■ AIM
Write out the items again, starting at the line that has "Note: one point per instance of the dark" and stopping after the line that has "Note: one point per instance of the white rubber", with "gray sweatpants" replaced by "gray trousers" and everything else left unchanged.

■ TASK MATERIAL
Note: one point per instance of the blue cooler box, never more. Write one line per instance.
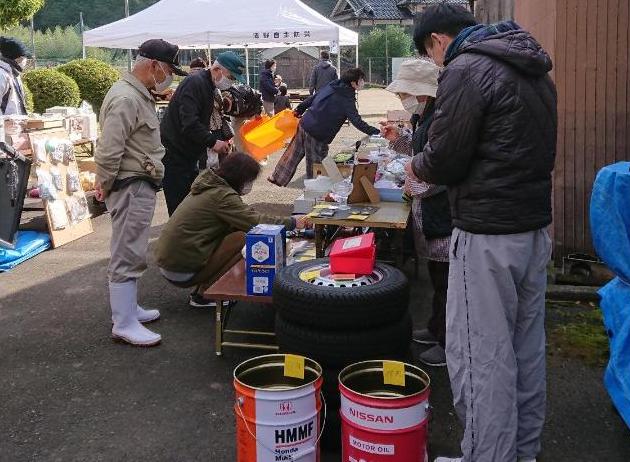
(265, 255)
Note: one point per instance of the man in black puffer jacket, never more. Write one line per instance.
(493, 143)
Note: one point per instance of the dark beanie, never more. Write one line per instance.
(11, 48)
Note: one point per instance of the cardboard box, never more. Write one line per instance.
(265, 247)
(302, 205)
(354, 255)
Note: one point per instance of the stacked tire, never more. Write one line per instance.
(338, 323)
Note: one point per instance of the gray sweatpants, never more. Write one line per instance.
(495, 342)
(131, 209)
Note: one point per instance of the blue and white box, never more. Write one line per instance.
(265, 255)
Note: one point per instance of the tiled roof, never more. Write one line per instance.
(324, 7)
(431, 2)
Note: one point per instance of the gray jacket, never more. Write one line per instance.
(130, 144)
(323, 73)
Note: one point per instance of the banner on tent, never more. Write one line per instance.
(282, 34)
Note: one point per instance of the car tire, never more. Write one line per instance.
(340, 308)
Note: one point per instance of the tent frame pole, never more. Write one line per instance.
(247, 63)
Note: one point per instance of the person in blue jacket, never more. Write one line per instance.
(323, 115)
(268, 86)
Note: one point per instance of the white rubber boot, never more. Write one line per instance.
==
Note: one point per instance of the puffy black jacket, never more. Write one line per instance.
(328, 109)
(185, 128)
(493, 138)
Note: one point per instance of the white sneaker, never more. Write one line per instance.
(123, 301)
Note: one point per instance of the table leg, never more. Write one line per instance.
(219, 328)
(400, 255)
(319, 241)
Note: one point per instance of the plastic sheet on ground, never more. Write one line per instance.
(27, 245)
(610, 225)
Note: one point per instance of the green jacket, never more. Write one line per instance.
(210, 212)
--
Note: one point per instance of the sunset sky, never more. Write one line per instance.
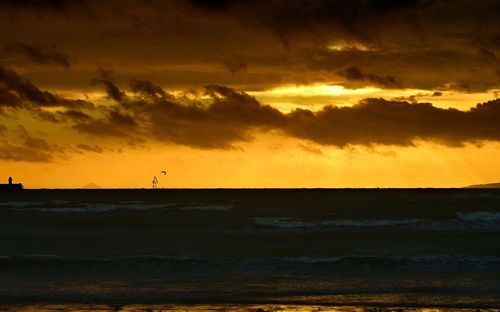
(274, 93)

■ SOLUTION TO THIS EXERCISE
Note: one point per instance of the dark beanie, never more. Write one line per instance.
(11, 48)
Note: one point per instance of the cardboard box, never more. Write one line per instance.
(265, 247)
(302, 205)
(354, 255)
Note: one point per instance of the stacked tire, never more. Write one line per instance.
(338, 323)
Note: one point per instance of the gray trousers, never more. Write one line per instance.
(495, 342)
(131, 209)
Note: one point per instance of the blue and white box, never more. Write one line per instance.
(265, 255)
Note: one point per instance of the tiled roof, never more. Write one line per instance.
(324, 7)
(431, 2)
Note: one point per instance of the gray jacket, never more. Write one line per instance.
(130, 144)
(323, 73)
Note: one point per instance of the banner on tent, never more. Write one line per instance.
(282, 34)
Note: one point per instance of the car tire, never more. Write one line per instance.
(340, 308)
Note: one point per instance of the tent frame pole, never more. Write one line per instance.
(247, 63)
Note: one point per instance of the person in blue jacket, never more. Write one line per instance.
(323, 115)
(268, 86)
Note: one point per instance of the white rubber boot, never more. Write one line per instance.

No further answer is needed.